> Document extract:
A team of engineers from University of Glasgow have developed technology that could see wearable devices being energised by human sweat instead of environmentally-unfriendly batteries in the future. 

The scientists from the Bendable Electronics and Sensing Technologies (BEST) group said that working up a sweat could sufficiently generate power for exercise monitors and other wearables. 

In a paper published in the peer-reviewed journal Advanced Materials, they wrote about developing a new type of flexible supercapacitor that replaces the electrolytes in conventional batteries with sweat.

The paper titled Wearable Supercapacitor based on Conductive PEDOT: PSS Coated Cloth and Sweat Electrolyte was published this month.

The Engineering and Physical Sciences Research Council (EPSRC) and the Royal Society funded the research, which was led by Professor Ravinder Dahiya. 

Professor Dahiya, who also heads the BEST group at the James Watt School of Engineering, said the increasing popularity of wearable devices such as health monitors opens up possibilities of generating sustainable power in a safer and more environmentally-friendly way. 

“Conventional batteries are cheaper and more plentiful than ever before, but they are often built using unsustainable materials which are harmful to the environment. 

“That makes them challenging to dispose of safely, and potentially harmful in wearable devices, where a broken battery could spill toxic fluids onto skin.

> Given records:
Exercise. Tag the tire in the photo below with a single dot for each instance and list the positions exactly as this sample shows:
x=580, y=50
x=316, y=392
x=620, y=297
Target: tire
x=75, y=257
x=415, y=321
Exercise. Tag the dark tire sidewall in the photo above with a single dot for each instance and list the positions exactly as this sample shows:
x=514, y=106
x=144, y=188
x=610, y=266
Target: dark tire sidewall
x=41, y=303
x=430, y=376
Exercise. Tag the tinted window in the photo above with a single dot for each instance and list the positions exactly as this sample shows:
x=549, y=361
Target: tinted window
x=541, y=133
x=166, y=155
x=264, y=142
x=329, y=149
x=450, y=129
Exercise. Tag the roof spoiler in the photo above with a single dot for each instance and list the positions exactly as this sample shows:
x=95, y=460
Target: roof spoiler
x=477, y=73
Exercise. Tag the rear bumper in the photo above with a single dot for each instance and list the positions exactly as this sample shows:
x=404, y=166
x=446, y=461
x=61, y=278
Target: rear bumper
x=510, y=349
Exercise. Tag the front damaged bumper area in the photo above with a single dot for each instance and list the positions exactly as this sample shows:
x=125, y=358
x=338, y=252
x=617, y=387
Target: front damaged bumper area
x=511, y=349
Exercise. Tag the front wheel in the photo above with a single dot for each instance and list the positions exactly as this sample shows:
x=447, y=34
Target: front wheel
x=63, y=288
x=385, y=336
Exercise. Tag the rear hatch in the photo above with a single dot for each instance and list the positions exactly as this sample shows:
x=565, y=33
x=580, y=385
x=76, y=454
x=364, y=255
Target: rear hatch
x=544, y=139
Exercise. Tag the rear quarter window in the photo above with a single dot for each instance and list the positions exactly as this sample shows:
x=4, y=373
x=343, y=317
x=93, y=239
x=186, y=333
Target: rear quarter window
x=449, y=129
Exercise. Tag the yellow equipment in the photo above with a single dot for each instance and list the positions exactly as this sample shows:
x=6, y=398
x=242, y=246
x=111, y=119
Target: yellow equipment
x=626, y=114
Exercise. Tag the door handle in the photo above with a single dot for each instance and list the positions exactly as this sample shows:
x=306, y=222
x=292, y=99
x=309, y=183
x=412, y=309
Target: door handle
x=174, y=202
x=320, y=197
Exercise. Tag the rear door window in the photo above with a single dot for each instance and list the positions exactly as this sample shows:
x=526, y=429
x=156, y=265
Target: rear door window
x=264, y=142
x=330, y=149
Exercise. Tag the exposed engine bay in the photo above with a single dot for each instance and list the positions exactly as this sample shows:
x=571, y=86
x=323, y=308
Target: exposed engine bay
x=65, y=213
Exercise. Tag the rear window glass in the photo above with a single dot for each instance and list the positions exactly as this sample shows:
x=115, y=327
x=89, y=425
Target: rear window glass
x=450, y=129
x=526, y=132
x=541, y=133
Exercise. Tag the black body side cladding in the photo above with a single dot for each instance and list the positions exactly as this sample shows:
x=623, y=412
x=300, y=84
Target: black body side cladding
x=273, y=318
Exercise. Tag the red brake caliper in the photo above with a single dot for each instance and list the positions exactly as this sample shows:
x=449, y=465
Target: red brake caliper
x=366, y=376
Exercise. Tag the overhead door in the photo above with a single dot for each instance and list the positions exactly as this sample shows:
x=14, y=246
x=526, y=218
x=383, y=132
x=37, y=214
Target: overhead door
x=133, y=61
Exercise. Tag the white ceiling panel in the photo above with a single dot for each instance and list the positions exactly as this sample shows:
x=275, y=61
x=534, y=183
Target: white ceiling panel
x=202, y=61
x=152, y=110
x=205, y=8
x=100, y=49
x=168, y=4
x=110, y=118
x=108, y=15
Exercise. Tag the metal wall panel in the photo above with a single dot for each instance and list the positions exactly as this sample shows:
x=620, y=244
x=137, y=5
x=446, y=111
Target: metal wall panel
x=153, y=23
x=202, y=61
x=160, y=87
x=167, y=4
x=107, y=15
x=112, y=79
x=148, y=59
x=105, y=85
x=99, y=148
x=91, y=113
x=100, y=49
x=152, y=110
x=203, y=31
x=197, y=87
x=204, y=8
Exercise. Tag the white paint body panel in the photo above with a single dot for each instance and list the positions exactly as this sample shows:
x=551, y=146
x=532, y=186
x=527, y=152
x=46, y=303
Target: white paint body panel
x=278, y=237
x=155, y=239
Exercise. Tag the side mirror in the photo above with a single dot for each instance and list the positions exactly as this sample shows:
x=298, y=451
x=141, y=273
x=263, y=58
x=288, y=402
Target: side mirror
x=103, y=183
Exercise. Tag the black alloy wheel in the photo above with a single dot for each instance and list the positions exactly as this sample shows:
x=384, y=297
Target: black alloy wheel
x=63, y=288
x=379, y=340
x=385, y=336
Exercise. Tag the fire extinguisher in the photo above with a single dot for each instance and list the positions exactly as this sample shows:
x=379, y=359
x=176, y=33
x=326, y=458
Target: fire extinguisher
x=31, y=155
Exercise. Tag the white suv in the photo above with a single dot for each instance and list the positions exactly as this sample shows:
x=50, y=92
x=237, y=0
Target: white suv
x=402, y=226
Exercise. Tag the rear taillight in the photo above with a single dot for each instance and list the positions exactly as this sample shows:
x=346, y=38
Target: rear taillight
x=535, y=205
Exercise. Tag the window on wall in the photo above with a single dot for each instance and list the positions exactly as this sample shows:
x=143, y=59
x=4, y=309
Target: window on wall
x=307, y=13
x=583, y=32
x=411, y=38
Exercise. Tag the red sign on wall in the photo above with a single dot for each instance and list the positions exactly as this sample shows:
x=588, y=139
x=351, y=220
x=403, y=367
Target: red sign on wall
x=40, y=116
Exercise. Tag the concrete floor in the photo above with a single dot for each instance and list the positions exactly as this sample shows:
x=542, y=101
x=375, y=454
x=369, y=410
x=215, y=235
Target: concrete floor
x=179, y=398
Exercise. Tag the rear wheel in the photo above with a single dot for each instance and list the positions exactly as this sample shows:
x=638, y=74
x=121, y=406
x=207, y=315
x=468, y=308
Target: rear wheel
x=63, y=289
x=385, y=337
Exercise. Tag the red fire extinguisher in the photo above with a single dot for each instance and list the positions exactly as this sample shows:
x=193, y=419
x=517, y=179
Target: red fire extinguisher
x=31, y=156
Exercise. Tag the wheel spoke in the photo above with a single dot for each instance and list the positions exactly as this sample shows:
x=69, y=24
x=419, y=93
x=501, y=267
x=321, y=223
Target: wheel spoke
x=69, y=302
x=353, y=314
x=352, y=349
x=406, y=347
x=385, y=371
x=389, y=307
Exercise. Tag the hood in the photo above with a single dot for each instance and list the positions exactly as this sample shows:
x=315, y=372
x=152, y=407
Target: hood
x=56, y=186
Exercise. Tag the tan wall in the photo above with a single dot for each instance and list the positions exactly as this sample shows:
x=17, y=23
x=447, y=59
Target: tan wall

> Work request: Reproduce, word for word and in full, the passage about the sweat-powered supercapacitor for wearable devices that appears above the material.

> Answer:
A team of engineers from University of Glasgow have developed technology that could see wearable devices being energised by human sweat instead of environmentally-unfriendly batteries in the future. 

The scientists from the Bendable Electronics and Sensing Technologies (BEST) group said that working up a sweat could sufficiently generate power for exercise monitors and other wearables. 

In a paper published in the peer-reviewed journal Advanced Materials, they wrote about developing a new type of flexible supercapacitor that replaces the electrolytes in conventional batteries with sweat.

The paper titled Wearable Supercapacitor based on Conductive PEDOT: PSS Coated Cloth and Sweat Electrolyte was published this month.

The Engineering and Physical Sciences Research Council (EPSRC) and the Royal Society funded the research, which was led by Professor Ravinder Dahiya. 

Professor Dahiya, who also heads the BEST group at the James Watt School of Engineering, said the increasing popularity of wearable devices such as health monitors opens up possibilities of generating sustainable power in a safer and more environmentally-friendly way. 

“Conventional batteries are cheaper and more plentiful than ever before, but they are often built using unsustainable materials which are harmful to the environment. 

“That makes them challenging to dispose of safely, and potentially harmful in wearable devices, where a broken battery could spill toxic fluids onto skin.